## Quoted passage
+-------+

Thursday, September 12, 2019

Marjorie Eaton and the Love of Her Life Juan Mirabal, Together Again 85 Years Later at the Taos Art Museum

Juan Mirabal & Marjorie Eaton

Majorie Eaton (1901-1986), moved to Taos, New Mexico in 1928.
Taos was her primary residence until 1933, (with a short return in
1934). 

Marjorie Eaton & Juan Mirabal shoveling snow, 
looking as if they enjoyed every moment of each other's company

For years Eaton had immersed herself in the world of art.
She attended the Walker School of Architecture in Boston where
her sepia portrait drawings were first admired. During the 1920’she
travelled in Europe off and on, returning to the Bay Area to live at
the family ranch (the historic landmark Juana Briones House, Palo
Alto). She eventually attended the San Francisco Art Institute
(formerly the School of Fine Arts). In 1926 she purchased a few
paintings by Paul Klee from an art dealer specializing in the Blue
Rider group. In California she met Lloyd Rollins, Director of
the San Francisco Palace of the Legion of Honor Museum, who
promised her an exhibition at the museum if she committed to
painting for three years.

+-------+

## Given instruction a
Count the lines in the records that contain the string "dark", treating uppercase and lowercase as different. Give only the number.

+-------+

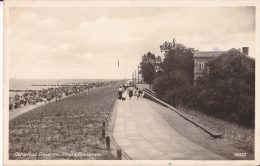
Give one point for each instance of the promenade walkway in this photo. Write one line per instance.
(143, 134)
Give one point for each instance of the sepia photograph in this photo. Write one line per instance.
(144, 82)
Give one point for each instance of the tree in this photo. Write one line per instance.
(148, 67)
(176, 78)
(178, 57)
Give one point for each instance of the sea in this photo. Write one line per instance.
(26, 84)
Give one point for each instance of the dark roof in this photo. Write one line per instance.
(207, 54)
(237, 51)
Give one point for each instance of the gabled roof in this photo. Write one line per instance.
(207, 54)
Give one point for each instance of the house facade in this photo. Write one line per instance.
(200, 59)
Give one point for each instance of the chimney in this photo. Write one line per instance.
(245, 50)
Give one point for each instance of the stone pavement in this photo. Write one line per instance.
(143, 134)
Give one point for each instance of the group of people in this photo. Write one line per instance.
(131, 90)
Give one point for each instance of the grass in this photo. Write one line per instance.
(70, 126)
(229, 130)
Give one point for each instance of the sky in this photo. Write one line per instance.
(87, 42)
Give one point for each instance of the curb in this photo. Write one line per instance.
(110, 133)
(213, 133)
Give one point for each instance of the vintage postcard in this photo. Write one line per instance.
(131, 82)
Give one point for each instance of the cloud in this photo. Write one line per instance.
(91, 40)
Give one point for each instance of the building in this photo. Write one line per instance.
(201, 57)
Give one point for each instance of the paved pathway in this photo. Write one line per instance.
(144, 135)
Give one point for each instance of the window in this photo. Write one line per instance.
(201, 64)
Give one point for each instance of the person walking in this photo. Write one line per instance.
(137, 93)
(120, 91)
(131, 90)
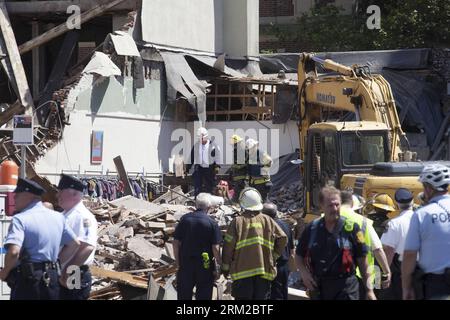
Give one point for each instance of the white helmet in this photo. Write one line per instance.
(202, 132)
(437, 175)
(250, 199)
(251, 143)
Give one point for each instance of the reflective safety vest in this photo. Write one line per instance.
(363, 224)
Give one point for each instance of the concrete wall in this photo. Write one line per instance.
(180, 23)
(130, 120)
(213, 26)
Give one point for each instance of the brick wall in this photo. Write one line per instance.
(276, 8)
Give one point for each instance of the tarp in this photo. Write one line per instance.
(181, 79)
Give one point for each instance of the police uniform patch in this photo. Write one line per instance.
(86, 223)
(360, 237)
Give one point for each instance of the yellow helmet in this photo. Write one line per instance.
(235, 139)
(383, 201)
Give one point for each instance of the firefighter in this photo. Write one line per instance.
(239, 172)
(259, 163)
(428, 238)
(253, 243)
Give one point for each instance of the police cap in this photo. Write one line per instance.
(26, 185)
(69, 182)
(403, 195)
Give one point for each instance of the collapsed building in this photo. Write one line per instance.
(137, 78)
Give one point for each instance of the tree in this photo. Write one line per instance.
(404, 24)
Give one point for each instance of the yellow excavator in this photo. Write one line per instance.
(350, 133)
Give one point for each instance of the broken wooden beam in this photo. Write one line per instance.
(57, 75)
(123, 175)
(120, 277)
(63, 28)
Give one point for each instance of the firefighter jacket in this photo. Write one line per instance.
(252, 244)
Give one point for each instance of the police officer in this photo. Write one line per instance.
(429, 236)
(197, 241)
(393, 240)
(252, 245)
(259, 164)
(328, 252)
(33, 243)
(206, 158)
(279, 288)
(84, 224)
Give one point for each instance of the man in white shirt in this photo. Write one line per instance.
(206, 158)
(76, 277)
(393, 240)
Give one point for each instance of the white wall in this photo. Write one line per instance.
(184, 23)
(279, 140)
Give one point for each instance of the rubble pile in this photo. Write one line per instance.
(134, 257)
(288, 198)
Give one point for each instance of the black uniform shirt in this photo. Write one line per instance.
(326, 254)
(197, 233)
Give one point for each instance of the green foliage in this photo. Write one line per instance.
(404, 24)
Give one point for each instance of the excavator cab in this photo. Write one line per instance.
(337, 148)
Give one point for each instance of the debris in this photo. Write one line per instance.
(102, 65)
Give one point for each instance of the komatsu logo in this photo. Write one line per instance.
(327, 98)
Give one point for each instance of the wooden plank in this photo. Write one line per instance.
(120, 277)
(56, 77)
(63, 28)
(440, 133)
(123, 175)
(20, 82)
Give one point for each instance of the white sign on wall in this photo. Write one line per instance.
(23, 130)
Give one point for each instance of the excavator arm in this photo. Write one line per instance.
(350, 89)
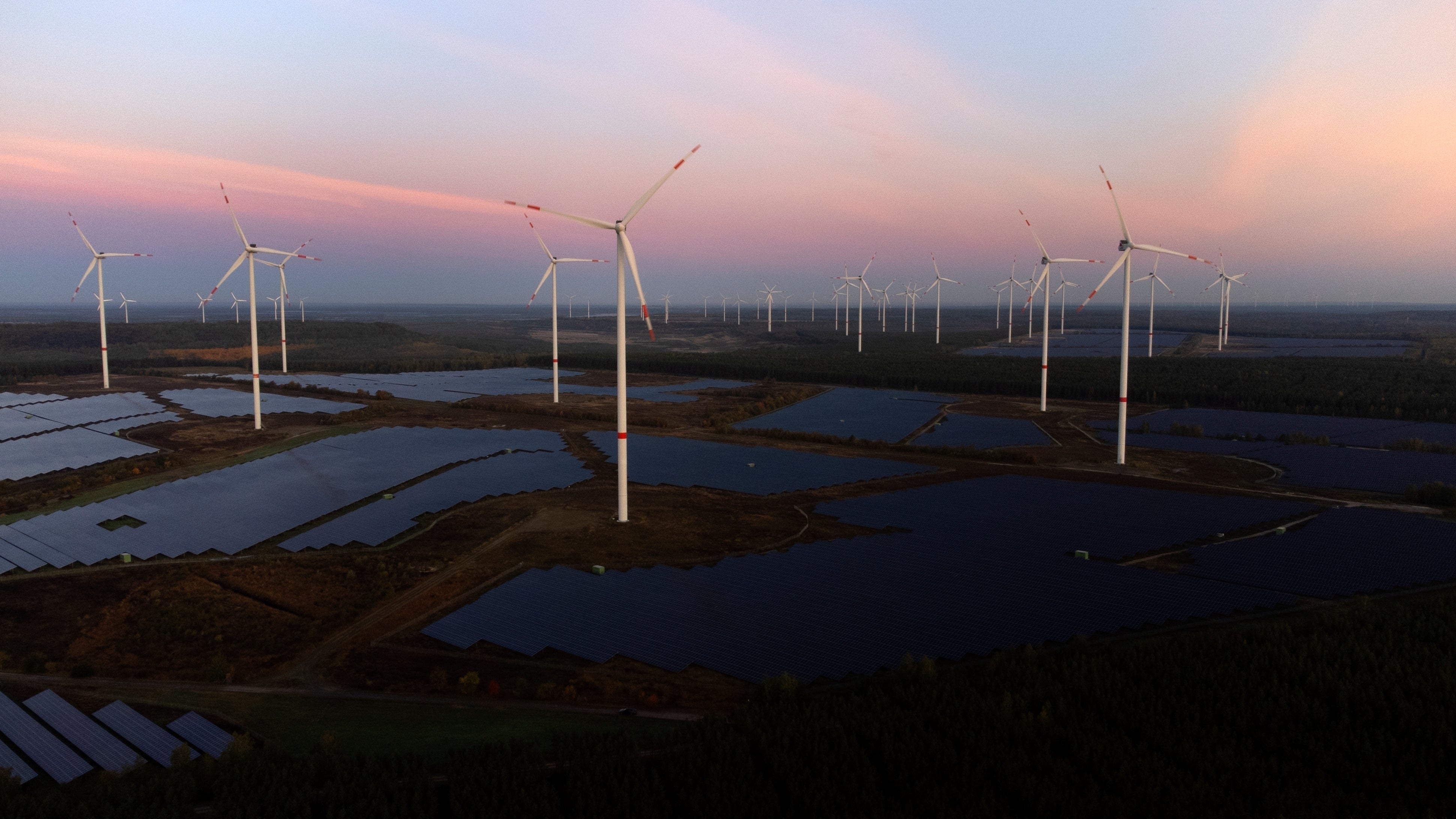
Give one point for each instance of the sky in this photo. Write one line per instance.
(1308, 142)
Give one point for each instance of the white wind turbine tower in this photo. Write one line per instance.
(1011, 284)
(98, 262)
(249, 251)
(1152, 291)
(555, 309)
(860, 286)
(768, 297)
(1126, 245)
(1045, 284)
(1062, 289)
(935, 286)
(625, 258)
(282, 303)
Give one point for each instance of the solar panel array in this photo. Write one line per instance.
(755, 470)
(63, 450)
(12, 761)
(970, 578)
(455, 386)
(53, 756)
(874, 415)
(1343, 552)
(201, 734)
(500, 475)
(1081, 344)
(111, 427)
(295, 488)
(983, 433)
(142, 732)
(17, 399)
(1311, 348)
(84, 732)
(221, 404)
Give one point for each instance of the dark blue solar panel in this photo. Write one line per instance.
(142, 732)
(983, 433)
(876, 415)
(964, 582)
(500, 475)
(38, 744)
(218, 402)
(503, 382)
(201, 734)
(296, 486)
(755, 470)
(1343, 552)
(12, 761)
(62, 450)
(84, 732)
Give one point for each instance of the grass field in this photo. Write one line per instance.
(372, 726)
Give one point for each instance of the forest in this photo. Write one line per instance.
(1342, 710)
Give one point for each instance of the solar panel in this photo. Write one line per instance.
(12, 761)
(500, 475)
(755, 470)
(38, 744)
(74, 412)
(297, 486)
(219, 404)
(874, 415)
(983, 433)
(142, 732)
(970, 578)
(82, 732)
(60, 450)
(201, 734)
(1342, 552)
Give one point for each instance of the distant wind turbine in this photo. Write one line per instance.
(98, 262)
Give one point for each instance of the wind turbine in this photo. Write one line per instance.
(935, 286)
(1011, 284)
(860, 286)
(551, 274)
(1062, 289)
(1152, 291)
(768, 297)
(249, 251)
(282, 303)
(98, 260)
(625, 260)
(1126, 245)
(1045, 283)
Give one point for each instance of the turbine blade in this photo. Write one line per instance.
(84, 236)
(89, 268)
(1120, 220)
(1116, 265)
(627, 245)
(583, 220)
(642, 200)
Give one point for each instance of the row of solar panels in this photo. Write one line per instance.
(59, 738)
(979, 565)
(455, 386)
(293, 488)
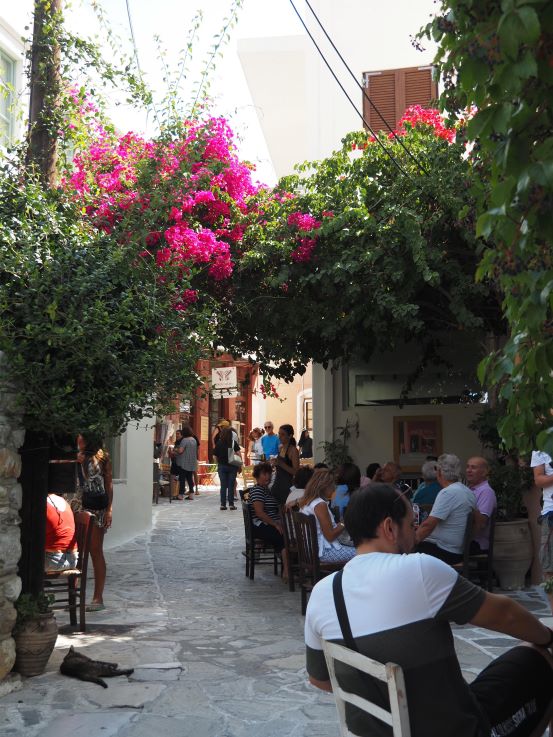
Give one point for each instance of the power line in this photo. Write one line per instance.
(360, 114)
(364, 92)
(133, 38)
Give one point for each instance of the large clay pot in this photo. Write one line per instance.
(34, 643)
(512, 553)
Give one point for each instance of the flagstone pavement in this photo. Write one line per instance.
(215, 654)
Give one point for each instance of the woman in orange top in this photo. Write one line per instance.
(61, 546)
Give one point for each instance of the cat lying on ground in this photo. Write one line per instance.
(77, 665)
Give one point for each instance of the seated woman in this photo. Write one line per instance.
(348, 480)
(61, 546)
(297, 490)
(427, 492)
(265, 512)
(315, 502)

+-------+

## Given instruction b
In the post about Marjorie Eaton, who promised her an exhibition if she committed to painting for three years?

## Full output a
2

## Full output b
Lloyd Rollins, Director of the San Francisco Palace of the Legion of Honor Museum.